[[ Passage open ]]
Re: Copy entire schema A to a different schema B

2019-02-20 Thread Tiffany Thang
Hi Ron,
How would that work if I'm only interested in importing/refreshing a single
table in a target schema that contains several other tables?

Thanks.

Tiff

On Wed, Feb 20, 2019 at 5:36 PM Rob Sargent  wrote:

>
> On 2/20/19 3:22 PM, Tiffany Thang wrote:
>
> Hi Adrian,
> I managed to backup my table in parallel using -Fd but I'm back to my
> original issue where I could not restore the table to a different schema.
>
> For example,
> I would like to backup testuser1.mytable and restore it to
> testuser2.mytable.
>
> pg_dump -U testuser1 -Fd -f c:\temp\testuser1 -j 8 -t mytable -h myserver
> testdb
>
> where mytable is in testuser1 schema
>
> The dump completed fine but when I attempted to restore the table using
> pg_restore to another database, it tried to create the table in testuser1
> schema. The restore failed since testuser1 schema does not exist in the
> target database. When I created a testuser1 schema in the target database,
> the restore worked fine. Since the dump toc is in binary format, I could
> not make the change to reflect the new target schema, testuser2.
>
> So, how should I go about restoring tables from one schema to a different
> schema name?
>
> Thanks.
>
> Tiff
>
>
> Can you not simply rename the schema after importing it? Perhaps renaming
> an exiting version first, if necessary. Rename schema A to B; import schema
> A; rename A to C; rename B to A;
>
>
>


Re: Copy entire schema A to a different schema B

2019-02-20 Thread Tiffany Thang
Hi Adrian,
I managed to backup my table in parallel using -Fd but I'm back to my
original issue where I could not restore the table to a different schema.

For example,
I would like to backup testuser1.mytable and restore it to
testuser2.mytable.
[[ Passage closed ]]
[Exercise tasks]
- A) Summarize the mailing-list thread in two sentences.
- B) Lay out as a numbered list the lines of the records from their first line through the line holding "rough mask: <svg", inclusive, leaving out blank lines.
[[ Exercise input open ]]
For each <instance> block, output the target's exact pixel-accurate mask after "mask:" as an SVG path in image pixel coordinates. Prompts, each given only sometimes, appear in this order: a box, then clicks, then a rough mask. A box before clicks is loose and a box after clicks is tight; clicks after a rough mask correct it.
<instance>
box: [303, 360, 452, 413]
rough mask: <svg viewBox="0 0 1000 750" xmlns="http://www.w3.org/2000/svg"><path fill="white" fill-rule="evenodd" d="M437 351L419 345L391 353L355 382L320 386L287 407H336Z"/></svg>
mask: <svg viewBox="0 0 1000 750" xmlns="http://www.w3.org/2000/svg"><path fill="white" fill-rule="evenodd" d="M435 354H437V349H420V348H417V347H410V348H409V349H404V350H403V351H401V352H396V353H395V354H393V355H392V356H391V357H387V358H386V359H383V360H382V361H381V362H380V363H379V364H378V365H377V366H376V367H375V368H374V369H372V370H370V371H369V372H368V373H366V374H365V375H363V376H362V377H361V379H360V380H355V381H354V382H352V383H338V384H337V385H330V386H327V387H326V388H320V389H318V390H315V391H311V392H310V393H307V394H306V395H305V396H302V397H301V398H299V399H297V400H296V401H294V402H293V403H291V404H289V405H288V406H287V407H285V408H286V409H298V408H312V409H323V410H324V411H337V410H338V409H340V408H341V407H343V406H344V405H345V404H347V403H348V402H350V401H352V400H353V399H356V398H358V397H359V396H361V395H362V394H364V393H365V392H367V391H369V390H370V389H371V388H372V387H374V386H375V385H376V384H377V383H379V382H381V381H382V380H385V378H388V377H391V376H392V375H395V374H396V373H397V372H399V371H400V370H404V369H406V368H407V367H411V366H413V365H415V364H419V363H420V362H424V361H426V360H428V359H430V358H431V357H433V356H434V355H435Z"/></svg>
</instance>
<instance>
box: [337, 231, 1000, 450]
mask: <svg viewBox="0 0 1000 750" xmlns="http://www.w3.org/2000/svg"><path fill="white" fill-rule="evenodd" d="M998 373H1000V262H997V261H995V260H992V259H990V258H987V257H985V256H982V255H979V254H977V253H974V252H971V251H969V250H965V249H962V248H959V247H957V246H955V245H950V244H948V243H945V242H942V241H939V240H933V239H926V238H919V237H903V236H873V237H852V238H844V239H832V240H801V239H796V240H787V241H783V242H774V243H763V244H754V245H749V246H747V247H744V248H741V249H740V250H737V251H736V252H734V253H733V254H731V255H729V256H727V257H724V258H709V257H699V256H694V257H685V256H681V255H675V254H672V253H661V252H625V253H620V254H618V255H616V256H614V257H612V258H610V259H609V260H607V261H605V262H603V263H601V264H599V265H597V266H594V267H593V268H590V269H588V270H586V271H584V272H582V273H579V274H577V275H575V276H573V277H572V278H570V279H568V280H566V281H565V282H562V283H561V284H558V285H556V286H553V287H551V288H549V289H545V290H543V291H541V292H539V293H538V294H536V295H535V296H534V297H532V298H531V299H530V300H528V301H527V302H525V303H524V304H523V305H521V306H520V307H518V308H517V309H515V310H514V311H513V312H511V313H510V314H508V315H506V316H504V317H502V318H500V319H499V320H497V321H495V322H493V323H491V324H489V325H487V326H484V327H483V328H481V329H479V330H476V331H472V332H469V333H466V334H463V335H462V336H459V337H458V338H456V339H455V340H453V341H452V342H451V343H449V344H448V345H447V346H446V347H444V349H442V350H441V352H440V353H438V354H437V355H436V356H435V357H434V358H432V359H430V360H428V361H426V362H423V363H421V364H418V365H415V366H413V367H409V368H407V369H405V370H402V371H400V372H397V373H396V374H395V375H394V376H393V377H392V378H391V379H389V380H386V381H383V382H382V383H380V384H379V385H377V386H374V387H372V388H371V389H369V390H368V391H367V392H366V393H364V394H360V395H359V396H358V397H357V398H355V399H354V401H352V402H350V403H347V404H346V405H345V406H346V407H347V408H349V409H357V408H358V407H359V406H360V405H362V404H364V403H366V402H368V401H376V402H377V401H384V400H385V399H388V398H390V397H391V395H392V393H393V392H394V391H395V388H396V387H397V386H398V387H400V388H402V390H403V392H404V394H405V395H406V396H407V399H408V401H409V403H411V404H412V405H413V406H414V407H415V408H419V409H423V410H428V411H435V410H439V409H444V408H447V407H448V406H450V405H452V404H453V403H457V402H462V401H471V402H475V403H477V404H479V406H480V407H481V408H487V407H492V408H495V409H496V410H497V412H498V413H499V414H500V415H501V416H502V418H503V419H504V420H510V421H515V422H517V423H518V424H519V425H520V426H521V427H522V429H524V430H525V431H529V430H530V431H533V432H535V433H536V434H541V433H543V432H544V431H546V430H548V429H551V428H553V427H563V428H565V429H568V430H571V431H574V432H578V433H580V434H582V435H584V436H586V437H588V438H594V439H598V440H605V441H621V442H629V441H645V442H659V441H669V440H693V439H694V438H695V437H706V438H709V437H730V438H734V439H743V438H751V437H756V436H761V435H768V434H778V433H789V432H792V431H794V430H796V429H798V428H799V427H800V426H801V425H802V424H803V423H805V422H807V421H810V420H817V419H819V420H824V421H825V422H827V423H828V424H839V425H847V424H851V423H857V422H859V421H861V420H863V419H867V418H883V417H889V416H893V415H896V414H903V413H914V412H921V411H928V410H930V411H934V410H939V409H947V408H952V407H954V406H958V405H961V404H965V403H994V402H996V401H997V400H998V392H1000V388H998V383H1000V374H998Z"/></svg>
[[ Exercise input closed ]]
[Results of the tasks]
- A) Tiffany Thang backed up a table in parallel with pg_dump -Fd, but pg_restore tried to create it in the original testuser1 schema, which did not exist in the target database, and she could not edit the binary dump toc to point to testuser2. Rob Sargent suggested renaming schemas after the import, and she replied by asking how that would work when refreshing a single table in a target schema that holds several other tables.

- B)
1. For each <instance> block, output the target's exact pixel-accurate mask after "mask:" as an SVG path in image pixel coordinates. Prompts, each given only sometimes, appear in this order: a box, then clicks, then a rough mask. A box before clicks is loose and a box after clicks is tight; clicks after a rough mask correct it.
2. <instance>
3. box: [303, 360, 452, 413]
4. rough mask: <svg viewBox="0 0 1000 750" xmlns="http://www.w3.org/2000/svg"><path fill="white" fill-rule="evenodd" d="M437 351L419 345L391 353L355 382L320 386L287 407H336Z"/></svg>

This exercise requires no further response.